[Input data Boundary: Start]
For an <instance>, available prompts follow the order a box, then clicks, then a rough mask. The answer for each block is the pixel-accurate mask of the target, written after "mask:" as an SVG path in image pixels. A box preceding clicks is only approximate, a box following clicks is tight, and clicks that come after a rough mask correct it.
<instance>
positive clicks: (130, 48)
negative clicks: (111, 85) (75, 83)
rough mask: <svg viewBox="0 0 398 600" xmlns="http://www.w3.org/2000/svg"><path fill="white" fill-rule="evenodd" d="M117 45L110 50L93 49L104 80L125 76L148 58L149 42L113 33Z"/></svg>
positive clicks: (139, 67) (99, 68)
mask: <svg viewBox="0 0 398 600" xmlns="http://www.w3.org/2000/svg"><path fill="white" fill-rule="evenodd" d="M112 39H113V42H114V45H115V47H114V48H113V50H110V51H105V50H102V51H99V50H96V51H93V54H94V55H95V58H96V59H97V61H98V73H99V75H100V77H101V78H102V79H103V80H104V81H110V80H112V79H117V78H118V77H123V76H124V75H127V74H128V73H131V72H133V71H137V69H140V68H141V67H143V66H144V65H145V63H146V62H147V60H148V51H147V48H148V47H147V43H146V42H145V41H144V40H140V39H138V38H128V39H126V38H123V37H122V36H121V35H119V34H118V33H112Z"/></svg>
[Input data Boundary: End]
[Input data Boundary: Start]
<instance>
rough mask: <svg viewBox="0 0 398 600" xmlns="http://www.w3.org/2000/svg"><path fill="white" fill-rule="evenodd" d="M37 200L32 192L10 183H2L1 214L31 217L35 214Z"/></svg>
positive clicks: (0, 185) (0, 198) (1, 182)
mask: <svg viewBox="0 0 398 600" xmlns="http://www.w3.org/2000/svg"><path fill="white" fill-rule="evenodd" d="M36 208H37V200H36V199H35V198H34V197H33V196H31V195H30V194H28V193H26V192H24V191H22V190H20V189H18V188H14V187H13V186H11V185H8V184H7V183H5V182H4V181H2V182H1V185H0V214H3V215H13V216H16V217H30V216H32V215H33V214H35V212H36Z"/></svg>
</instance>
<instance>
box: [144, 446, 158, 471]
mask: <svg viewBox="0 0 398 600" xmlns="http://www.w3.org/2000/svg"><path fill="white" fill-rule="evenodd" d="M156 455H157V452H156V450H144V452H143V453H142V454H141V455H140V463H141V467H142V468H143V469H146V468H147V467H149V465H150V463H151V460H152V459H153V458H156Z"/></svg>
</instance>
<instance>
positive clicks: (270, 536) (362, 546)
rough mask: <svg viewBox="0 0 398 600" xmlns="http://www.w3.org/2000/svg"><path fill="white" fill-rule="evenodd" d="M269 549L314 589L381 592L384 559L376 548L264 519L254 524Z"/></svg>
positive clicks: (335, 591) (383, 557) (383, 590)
[Input data Boundary: End]
[Input data Boundary: Start]
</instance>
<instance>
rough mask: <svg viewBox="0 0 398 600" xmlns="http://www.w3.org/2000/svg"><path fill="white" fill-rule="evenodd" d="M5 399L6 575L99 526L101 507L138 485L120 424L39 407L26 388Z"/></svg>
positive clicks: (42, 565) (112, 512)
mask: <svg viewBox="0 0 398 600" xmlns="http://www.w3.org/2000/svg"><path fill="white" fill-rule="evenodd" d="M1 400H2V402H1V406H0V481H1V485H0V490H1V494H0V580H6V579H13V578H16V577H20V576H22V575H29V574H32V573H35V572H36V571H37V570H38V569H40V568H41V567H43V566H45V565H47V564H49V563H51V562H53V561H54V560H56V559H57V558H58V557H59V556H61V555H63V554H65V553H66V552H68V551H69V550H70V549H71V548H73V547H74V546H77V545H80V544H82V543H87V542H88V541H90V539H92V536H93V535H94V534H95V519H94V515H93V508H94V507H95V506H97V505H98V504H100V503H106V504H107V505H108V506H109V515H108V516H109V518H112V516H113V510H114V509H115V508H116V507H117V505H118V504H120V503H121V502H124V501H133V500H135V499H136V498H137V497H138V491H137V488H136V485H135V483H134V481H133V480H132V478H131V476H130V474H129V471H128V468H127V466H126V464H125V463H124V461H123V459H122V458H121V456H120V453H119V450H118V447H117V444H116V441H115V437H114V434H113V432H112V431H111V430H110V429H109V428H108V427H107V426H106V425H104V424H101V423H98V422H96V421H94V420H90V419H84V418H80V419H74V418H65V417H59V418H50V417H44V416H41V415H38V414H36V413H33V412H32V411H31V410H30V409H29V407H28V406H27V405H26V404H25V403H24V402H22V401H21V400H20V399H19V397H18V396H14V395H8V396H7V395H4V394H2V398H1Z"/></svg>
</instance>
[Input data Boundary: End]
What you have to do: State how many lines of the material above contain the string "rough", matching case exactly, and give only that number.

Answer to this task: 5